Falling almost continuously since the summer of 1987, the U3O8 spot price was being reported at the end of January by German firm NUKEM as ranging between $11.40 and $11.85(US) per lb.
And American uranium brokerage firm Nuexco is quoting a January exchange value of $11.60.
More than a decade ago, monthly exchange values were being quoted in the $43 range.
According to NUKEM, the current period of falling prices is one of the longest since the 3-year decline which took place between the fourth quarter of 1979 and the fourth quarter of 1982.
Another American firm, The Uranium Exchange Co., ties the falling spot prices to the actions taken by American producers during the past three years on legislative and judicial fronts.
“During 1987, the uncertainty of the outcome from the miners’ lawsuit kept free market forces from dictating prices while producers and utilities maintained a hedge against higher prices by building inventories,” says the company in a recent report. Lower spot volume A number of other observations about the uranium market in 1988 are contained in a NUKEM report, including that spot volume was about 85% of the 1987 volume, the third consecutive year the volume has decreased; U.S. producers recorded about 50% of the total spot sales; and, about 65% of the total volume was bought by U.S. utilities.

-*-*-

• [Problems to work on]
1 - In the uranium price report, what range did NUKEM give for the U3O8 spot price at the end of January?
2 - Turn the paragraph of the uranium price report that begins "A number of other observations" into a bulleted list of its main facts.
3 - Summarize the uranium price report in two sentences.

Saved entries
-*-*-

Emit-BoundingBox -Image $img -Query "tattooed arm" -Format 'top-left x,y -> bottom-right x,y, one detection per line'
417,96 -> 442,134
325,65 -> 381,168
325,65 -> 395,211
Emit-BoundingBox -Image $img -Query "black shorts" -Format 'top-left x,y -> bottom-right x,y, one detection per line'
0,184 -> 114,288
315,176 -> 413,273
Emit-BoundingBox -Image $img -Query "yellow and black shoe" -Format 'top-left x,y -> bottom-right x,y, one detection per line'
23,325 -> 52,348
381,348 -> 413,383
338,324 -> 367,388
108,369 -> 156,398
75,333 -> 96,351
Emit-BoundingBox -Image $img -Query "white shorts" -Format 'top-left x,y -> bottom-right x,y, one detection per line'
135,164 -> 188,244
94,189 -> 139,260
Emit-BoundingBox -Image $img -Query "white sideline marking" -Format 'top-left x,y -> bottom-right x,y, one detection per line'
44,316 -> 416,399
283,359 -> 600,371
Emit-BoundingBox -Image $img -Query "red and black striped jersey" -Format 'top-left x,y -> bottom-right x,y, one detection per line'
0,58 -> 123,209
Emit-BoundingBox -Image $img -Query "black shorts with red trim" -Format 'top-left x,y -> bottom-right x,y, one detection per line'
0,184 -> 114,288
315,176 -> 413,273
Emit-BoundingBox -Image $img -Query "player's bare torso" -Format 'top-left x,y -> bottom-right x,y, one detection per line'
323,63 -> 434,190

-*-*-

• [List of answers]
1 - Between $11.40 and $11.85 (US) per lb.

2 -
- Spot volume in 1988 was about 85% of the 1987 volume, the third consecutive year of decrease.
- U.S. producers recorded about 50% of total spot sales.
- U.S. utilities bought about 65% of total volume.

3 - The U3O8 spot price has fallen almost continuously since the summer of 1987, reaching about $11.40 to $11.85 per lb at the end of January, compared with monthly exchange values near $43 more than a decade earlier. The Uranium Exchange Co. ties the decline to American producers' legislative and judicial actions, and a NUKEM report notes that 1988 spot volume fell for a third consecutive year, to about 85% of the 1987 level.